:: Passage

With a grant from the Office of Traffic Safety and countless donations of time, energy, food and expertise from a wide range of local agencies, businesses, community service groups and individuals, the program was staged Thursday and Friday at Escalon High School. This year marked the third time it has been put on and coordinator Kim Bohannon said she couldn't thank her committee enough in making the effort yet again to pull it all together.

"My committee is just phenomenal, I couldn't do it without them," she said.

In the years leading up to the program being offered here for the first time four years ago, there was a seemingly endless string of fatalities, with several students lost in just a few years.

It was enough to make people want to bring a change in the culture, in the attitude, if not in the behavior, of the students.

By getting students involved in the process of putting on the production, from playing parts in the crash scenario to being The Living Dead, their experience is then passed on to their friends, the information circulating like ripples on a pond touched by a pebble.

::::

__Goal of the exercise__
In the passage on the safety program, write out the stretch from "With a grant" through "it all together." again, substituting "many" for "countless". Work only from the passage on the safety program.

:: Material provided

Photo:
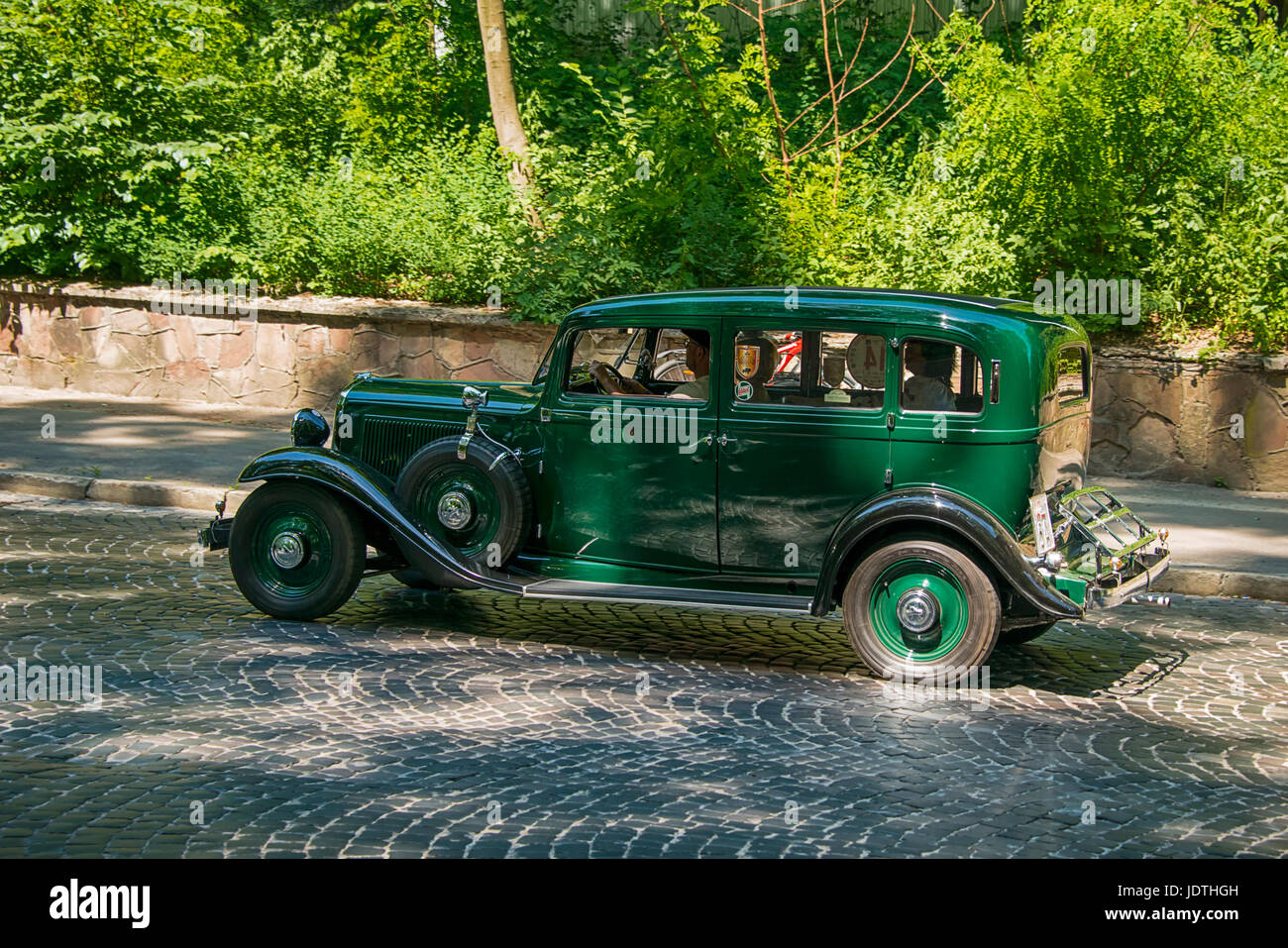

::::

__Final answer__
With a grant from the Office of Traffic Safety and many donations of time, energy, food and expertise from a wide range of local agencies, businesses, community service groups and individuals, the program was staged Thursday and Friday at Escalon High School. This year marked the third time it has been put on and coordinator Kim Bohannon said she couldn't thank her committee enough in making the effort yet again to pull it all together.